Review

[REVIEW] STRANGER THINGS SEASON 3 EPISODE 8: “The Battle of Starcourt”

[SPOILER ALERT] Ulasan di bawah mengandung spoiler Stranger Things Season 3 Episode 8

Stranger Things tahu cara bikin penonton “klimaks”. Episode terakhir memang bisa dibilang straightforward, tapi tetap dibumbui kejutan-kejutan nan emosional. Penceritaan kuat, aksi menawan, pertempuran skala besar, visual efek berasa film Box Office. Apa lagi yang kalian minta? Matinya karakter protagonis? Be careful what you wish for.

Sebelum mulai, cek dulu ulasan episode 1-7 dari kami:

[REVIEW] STRANGER THINGS SEASON 3 EPISODE 1: “Suzie, Do You Copy?”

[REVIEW] STRANGER THINGS SEASON 3 EPISODE 2: “THE MALL RATS”

[REVIEW] STRANGER THINGS SEASON 3 EPISODE 3: “THE CASE OF THE MISSING LIFEGUARD”

[REVIEW] STRANGER THINGS SEASON 3 EPISODE 4: “THE SAUNA TEST”

[REVIEW] STRANGER THINGS SEASON 3 EPISODE 5: “THE FLAYED”

[REVIEW] STRANGER THINGS SEASON 3 EPISODE 6: “E Pluribus Unum”

[REVIEW] STRANGER THINGS SEASON 3 EPISODE 7: “The Bite”

Sudah siap? Kita mulai ulasannya!

It’s the Final Countdown Showdown
Di menit-menit awal, anak-anak sangat desperate untuk mengeluarkan parasit dari kaki Eleven. Prosesnya amat sangat menyakitkan, melibatkan sayatan pisau panas dan rogohan tangan ke dalam luka yang menganga lebar. Semua selesai setelah Eleven mengeluarkan parasit menggunakan kekuatan telekinesis. Akting Millie Bobby Brown patut mendapat apresiasi. Tokcer abis!

Stranger Things 3 tidak menyia-nyiakan Starcourt Mall untuk menyajikan pertempuran epik berskala besar antara anak-anak Hawkins dan monster Mind Flayer. Dalam prosesnya, semua protagonis—termasuk Joyce, Hopper, dan Murray saling bertemu untuk membicarakan rencana menutup Upside Down. Setelah sukses mengadakan rapat antar kelurahan dan merancang battle plan, mereka sepakat terbagi lagi menjadi beberapa grup: The Scoops Troop, The Griswald Family, dan Bald Eagle (diwakili Murray, ngakak abis!). Dustin-Erica bertugas untuk membimbing Murray, Hopper, dan Joyce menembus bunker. Sedangkan grup lain bersiap untuk mencari perlindungan di rumah Murray.

→ DATA SUMBER:
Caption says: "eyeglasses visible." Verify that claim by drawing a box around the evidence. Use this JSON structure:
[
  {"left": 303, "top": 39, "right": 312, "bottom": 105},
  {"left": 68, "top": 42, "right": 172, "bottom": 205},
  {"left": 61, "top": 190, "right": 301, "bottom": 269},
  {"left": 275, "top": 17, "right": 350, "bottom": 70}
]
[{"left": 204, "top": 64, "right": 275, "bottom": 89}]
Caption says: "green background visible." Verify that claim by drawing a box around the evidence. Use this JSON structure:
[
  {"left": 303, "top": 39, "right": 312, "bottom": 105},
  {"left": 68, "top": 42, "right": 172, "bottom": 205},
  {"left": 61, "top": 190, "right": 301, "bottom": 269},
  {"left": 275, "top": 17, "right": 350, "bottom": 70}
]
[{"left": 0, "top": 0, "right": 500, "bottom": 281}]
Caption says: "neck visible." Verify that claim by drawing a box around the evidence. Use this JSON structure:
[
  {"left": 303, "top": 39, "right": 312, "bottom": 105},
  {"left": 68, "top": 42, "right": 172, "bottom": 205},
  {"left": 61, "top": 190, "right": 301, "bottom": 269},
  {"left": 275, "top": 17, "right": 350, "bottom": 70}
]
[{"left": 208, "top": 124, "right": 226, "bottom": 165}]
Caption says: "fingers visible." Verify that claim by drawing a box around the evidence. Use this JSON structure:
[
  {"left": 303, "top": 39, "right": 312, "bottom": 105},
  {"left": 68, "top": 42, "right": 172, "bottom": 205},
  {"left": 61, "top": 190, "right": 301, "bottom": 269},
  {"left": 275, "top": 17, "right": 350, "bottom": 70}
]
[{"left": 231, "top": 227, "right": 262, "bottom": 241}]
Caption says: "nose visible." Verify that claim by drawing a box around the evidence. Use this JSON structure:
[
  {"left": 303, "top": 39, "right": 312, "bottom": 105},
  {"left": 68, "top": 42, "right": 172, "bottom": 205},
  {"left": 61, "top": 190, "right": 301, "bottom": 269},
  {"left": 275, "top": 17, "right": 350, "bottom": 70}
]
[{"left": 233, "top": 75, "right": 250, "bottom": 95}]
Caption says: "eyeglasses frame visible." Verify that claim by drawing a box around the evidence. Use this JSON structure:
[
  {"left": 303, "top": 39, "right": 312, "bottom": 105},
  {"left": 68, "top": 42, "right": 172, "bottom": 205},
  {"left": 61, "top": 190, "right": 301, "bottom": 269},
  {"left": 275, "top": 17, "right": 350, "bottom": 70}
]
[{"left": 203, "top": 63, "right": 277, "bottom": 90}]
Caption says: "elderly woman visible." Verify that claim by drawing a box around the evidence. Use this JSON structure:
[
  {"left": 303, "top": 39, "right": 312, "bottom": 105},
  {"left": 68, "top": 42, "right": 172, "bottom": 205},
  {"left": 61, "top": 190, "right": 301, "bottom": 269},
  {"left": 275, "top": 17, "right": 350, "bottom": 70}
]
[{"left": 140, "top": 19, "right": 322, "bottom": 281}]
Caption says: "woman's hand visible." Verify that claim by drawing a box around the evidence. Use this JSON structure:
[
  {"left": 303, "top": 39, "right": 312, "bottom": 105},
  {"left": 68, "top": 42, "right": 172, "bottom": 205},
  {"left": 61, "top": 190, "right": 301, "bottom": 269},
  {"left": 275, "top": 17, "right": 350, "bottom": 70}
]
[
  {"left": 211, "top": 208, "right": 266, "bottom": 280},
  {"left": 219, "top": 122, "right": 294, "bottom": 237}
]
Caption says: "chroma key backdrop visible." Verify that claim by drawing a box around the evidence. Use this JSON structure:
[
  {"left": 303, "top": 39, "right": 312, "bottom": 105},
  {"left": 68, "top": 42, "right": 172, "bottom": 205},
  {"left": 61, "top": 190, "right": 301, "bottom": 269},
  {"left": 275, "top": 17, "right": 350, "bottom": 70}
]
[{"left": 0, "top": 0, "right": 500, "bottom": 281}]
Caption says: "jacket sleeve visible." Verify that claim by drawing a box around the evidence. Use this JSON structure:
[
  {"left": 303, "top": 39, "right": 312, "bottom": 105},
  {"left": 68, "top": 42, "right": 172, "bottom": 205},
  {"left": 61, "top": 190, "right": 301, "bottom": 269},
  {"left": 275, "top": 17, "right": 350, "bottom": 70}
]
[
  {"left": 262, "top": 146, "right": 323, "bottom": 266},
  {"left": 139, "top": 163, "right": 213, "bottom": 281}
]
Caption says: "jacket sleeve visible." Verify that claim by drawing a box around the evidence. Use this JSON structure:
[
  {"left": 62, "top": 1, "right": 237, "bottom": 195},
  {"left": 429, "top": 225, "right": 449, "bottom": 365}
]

→ TUGAS YANG DIMINTA:
**A.** Laporkan setiap baris yang memuat kata "eyeglasses" dengan menyalinnya utuh. Huruf besar dan kecil dibedakan.
**B.** Teruskan bagian berikutnya dari ulasan Stranger Things, dimulai tepat setelah kalimat terakhirnya.

→ JAWABAN BERURUTAN:
**A.**
Caption says: "eyeglasses visible." Verify that claim by drawing a box around the evidence. Use this JSON structure:
Caption says: "eyeglasses frame visible." Verify that claim by drawing a box around the evidence. Use this JSON structure:

**B.**
Sebelum berpisah, mereka saling bertukar momen lembut. Eleven dan Hopper yang paling mengena. Aksi dimulai. Rencana mereka perfect! Pasti mulus, nih. Pasti.

Ya nggak semudah itu dong! Stranger Things, gitu. Faktor X yang orang-orang lupa disini adalah Billy. Kakak tiri Max itu sukses memaksa Griswald Family balik ke mall. Nah, konsekuensi dari luka yang mendera Eleven adalah: dia kehilangan kekuatannya. Padahal dia adalah satu-satunya “senjata” yang bisa mengalahkan Mind Flayer. Saya suka bagaimana serial ini nggak overuse kekuatan Eleven dari awal sampai akhir season.

Bisa ditebak, si monster berhasil melacak keberadaan Eleven di mall—mungkin karena Billy—dan datang menghentak lantai dari langit-langit mall. Nggak bisa dipungkiri kalau bentuk monster di season 3 ini bikin Demogorgon dan Demodogs berasa kayak anak kucing lucu. Mengintimidasi banget pokoknya. Dengan Eleven yang sekarat, bagaimana anak-anak bisa mengalahkan monster setinggi tiga lantai itu?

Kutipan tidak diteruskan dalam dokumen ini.